#### INSTRUCTION
Render every line of the entries below as a numbered list, omitting any blank lines.

#### PROVIDED RECORDS
-*-
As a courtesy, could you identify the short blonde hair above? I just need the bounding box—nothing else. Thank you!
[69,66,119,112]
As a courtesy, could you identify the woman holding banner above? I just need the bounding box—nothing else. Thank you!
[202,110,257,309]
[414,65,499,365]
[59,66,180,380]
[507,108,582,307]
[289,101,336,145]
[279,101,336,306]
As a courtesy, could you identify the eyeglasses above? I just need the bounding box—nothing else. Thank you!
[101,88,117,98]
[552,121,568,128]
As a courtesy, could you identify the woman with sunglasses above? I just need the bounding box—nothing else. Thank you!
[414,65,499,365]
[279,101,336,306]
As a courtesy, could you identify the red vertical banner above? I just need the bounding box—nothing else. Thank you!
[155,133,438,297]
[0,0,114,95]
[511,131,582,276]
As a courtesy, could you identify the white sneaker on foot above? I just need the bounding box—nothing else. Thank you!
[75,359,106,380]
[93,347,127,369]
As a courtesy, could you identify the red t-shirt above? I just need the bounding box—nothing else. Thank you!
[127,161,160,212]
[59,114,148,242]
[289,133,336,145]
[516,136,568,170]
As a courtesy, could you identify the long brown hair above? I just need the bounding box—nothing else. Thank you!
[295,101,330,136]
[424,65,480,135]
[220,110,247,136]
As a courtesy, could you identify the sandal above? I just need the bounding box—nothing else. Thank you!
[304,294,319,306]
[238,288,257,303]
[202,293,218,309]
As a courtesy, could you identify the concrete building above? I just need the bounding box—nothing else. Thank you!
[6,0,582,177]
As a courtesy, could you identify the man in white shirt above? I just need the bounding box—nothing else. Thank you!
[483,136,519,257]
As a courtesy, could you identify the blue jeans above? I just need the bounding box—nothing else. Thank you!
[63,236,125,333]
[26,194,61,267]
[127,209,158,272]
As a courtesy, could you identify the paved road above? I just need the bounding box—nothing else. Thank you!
-*-
#### TASK RESPONSE
1. As a courtesy, could you identify the short blonde hair above? I just need the bounding box—nothing else. Thank you!
2. [69,66,119,112]
3. As a courtesy, could you identify the woman holding banner above? I just need the bounding box—nothing else. Thank you!
4. [202,110,257,309]
5. [414,65,499,365]
6. [59,66,180,380]
7. [507,108,582,307]
8. [289,101,336,145]
9. [279,101,336,306]
10. As a courtesy, could you identify the eyeglasses above? I just need the bounding box—nothing else. Thank you!
11. [101,88,117,98]
12. [552,121,568,128]
13. As a courtesy, could you identify the woman with sunglasses above? I just need the bounding box—nothing else. Thank you!
14. [414,65,499,365]
15. [279,101,336,306]
16. As a courtesy, could you identify the red vertical banner above? I just need the bounding box—nothing else. Thank you!
17. [155,133,438,297]
18. [0,0,114,95]
19. [511,131,582,276]
20. As a courtesy, could you identify the white sneaker on foot above? I just need the bounding box—nothing else. Thank you!
21. [75,359,106,380]
22. [93,347,127,369]
23. As a courtesy, could you identify the red t-shirt above? I just need the bounding box—nothing else. Thank you!
24. [127,161,160,212]
25. [59,114,148,242]
26. [289,133,336,145]
27. [516,136,568,170]
28. As a courtesy, could you identify the long brown hair above? I just need the bounding box—nothing else. Thank you!
29. [295,101,330,136]
30. [424,65,480,135]
31. [220,110,247,136]
32. As a courtesy, could you identify the sandal above? I just need the bounding box—nothing else. Thank you!
33. [304,294,319,306]
34. [238,288,257,303]
35. [202,293,218,309]
36. As a courtesy, could you identify the concrete building above? I just need the bounding box—nothing else. Thank you!
37. [6,0,582,177]
38. As a courtesy, could you identify the man in white shirt above? I just need the bounding box—nothing else. Thank you!
39. [483,136,519,257]
40. As a courtesy, could you identify the blue jeans above? I just need the bounding box—nothing else. Thank you!
41. [63,236,125,333]
42. [26,194,61,267]
43. [127,209,158,272]
44. As a courtesy, could you identify the paved road above? I just need the bounding box—nothing else. Thank you!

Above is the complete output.